Assignment:
Below are records; work out how many of their lines contain the word "wall" and reply with the number only.

Data for the task:

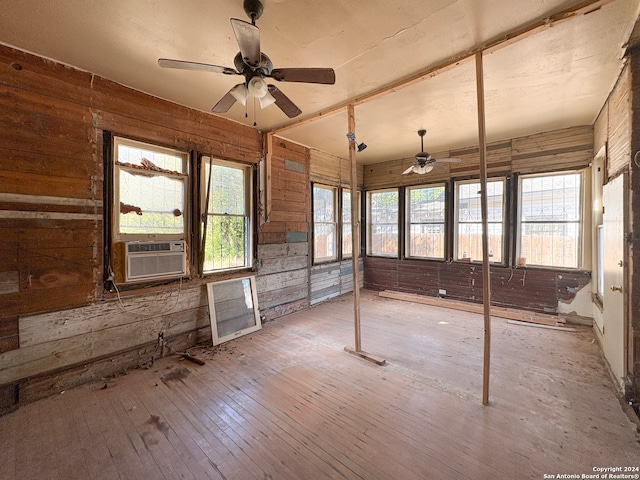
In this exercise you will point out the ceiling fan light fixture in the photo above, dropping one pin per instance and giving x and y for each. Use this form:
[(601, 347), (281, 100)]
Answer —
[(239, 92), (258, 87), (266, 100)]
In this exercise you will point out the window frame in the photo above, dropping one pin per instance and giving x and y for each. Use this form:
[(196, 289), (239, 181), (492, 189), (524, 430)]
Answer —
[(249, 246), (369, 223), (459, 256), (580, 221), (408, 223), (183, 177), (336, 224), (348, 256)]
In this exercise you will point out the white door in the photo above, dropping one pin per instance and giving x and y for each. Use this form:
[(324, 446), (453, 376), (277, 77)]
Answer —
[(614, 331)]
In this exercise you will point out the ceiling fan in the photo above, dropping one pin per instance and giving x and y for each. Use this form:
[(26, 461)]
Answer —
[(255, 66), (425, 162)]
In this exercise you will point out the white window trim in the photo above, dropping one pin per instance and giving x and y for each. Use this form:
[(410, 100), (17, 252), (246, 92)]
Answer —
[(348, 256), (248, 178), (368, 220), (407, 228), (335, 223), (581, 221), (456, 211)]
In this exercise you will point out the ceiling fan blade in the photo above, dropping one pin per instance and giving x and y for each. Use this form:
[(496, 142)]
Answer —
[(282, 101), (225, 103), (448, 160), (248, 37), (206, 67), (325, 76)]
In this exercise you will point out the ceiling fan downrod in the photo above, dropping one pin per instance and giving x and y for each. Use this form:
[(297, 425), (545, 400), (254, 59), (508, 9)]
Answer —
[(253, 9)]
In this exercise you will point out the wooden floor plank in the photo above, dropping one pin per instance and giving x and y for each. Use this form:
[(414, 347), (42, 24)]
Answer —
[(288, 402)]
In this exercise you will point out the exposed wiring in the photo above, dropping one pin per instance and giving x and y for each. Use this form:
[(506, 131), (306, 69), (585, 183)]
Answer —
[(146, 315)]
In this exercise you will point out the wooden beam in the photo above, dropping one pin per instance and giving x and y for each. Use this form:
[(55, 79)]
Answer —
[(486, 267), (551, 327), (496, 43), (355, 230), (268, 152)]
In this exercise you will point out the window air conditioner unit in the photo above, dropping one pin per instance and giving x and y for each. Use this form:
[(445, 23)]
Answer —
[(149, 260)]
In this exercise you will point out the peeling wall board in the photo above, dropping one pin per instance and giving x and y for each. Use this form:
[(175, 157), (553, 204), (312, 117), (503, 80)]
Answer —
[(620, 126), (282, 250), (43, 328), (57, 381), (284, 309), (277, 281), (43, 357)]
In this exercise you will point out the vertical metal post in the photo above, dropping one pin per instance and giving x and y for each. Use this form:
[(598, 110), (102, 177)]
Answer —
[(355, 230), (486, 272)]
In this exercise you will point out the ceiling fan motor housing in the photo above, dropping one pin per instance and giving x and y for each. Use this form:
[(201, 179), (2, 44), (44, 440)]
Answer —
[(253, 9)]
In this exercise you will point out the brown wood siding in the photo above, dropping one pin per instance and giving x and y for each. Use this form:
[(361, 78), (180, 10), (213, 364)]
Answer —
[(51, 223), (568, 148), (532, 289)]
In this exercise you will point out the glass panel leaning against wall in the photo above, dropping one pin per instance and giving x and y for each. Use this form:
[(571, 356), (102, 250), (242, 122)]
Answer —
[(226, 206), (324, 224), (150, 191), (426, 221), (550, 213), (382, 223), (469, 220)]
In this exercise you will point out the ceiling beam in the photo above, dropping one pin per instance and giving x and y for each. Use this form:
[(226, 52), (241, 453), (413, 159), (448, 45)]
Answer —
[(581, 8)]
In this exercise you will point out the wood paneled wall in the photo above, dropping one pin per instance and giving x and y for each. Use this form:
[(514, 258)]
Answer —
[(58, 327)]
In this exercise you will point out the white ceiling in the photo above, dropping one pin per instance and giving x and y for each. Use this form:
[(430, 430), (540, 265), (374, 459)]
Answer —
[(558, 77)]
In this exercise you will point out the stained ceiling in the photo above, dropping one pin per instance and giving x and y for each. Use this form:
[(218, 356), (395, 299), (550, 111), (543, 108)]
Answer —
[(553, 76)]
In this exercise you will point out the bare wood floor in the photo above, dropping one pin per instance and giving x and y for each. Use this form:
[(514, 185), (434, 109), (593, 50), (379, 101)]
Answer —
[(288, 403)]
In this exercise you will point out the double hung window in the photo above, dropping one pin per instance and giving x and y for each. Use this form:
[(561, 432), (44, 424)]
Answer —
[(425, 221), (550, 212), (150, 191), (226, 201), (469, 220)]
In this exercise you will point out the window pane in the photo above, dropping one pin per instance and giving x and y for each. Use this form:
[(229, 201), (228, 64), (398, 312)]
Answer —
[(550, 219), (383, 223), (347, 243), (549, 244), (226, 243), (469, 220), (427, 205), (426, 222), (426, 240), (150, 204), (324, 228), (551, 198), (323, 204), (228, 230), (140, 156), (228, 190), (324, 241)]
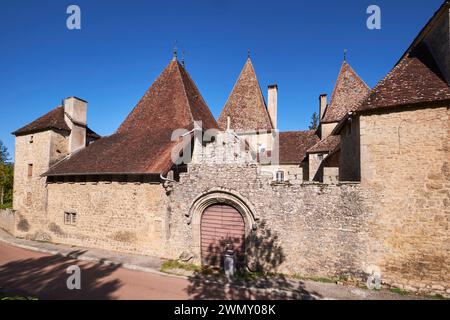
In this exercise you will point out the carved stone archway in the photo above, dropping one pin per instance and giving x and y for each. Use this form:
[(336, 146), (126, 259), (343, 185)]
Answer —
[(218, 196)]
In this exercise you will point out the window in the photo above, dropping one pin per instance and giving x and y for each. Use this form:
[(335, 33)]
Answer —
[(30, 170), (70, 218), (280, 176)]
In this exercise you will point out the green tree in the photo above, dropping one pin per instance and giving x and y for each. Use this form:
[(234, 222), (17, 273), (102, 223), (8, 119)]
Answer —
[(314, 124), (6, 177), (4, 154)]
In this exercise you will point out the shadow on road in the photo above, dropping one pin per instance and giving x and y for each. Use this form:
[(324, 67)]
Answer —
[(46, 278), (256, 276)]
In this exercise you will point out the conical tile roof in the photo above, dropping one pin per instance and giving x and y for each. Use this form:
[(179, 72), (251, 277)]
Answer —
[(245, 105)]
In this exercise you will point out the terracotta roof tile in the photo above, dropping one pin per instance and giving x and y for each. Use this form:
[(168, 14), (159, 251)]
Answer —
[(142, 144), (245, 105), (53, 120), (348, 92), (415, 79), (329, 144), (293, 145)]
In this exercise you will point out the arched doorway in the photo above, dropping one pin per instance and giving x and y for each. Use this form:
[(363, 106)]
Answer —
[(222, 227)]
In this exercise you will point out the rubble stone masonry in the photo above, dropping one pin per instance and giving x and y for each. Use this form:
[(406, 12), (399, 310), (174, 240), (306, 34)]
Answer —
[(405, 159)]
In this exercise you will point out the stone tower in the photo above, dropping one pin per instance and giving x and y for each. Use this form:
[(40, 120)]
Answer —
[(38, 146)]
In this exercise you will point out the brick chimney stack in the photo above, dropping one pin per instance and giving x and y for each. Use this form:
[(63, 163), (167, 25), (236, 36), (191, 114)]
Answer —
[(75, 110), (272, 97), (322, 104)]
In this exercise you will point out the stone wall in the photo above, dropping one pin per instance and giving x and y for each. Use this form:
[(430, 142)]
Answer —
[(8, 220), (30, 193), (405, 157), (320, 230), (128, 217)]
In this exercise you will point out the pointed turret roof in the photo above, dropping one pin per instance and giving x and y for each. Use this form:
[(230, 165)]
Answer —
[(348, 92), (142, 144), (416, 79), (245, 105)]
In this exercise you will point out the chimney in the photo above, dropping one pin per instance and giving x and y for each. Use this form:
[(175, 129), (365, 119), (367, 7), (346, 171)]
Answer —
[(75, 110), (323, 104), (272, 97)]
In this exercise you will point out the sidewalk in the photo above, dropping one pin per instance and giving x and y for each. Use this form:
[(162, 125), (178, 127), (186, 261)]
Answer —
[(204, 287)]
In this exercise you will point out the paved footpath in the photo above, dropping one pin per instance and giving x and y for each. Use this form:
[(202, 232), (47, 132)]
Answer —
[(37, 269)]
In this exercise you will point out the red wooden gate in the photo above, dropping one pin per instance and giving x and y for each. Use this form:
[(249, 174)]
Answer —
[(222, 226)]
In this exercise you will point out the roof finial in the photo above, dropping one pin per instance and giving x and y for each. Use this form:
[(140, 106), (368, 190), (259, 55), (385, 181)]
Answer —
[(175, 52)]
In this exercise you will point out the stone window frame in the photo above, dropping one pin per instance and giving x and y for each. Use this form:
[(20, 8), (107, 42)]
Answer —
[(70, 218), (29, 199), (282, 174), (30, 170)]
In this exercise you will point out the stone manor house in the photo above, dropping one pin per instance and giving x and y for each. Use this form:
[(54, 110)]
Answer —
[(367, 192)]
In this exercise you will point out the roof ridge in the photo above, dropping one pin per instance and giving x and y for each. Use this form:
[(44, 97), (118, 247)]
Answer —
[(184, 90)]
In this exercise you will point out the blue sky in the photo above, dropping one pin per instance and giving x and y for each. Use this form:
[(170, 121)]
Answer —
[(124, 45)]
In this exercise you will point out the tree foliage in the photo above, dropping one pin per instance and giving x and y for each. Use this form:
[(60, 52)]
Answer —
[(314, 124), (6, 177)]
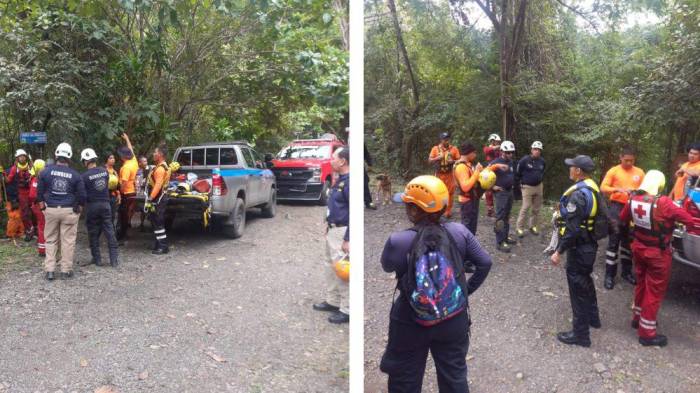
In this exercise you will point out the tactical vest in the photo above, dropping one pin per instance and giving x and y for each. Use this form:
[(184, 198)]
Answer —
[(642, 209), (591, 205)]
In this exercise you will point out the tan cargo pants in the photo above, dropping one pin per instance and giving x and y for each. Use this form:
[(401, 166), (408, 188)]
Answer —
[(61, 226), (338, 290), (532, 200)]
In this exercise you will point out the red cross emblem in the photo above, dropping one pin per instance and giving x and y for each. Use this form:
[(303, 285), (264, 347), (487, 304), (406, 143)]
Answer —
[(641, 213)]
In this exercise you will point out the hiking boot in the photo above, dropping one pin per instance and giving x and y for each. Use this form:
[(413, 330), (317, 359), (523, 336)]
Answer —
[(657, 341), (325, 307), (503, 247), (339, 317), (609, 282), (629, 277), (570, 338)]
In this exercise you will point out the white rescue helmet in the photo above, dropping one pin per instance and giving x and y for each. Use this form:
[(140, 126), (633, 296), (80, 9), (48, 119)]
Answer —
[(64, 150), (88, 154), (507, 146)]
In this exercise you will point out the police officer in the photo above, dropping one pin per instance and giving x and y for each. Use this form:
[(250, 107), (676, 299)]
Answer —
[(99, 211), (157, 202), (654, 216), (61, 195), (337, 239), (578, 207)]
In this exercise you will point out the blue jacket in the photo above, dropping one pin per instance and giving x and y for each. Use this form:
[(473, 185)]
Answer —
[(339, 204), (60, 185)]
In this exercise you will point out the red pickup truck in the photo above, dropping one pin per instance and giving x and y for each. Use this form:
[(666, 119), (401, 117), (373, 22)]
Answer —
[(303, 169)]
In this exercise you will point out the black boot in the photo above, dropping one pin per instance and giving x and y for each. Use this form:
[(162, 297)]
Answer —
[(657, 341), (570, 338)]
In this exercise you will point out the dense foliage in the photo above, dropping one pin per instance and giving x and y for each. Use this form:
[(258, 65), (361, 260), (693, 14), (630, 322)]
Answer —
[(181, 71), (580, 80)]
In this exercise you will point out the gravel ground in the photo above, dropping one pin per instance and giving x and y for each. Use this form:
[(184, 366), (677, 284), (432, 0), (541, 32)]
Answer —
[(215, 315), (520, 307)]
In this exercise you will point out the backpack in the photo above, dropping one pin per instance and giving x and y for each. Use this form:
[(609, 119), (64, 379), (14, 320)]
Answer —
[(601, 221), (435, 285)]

Written response:
4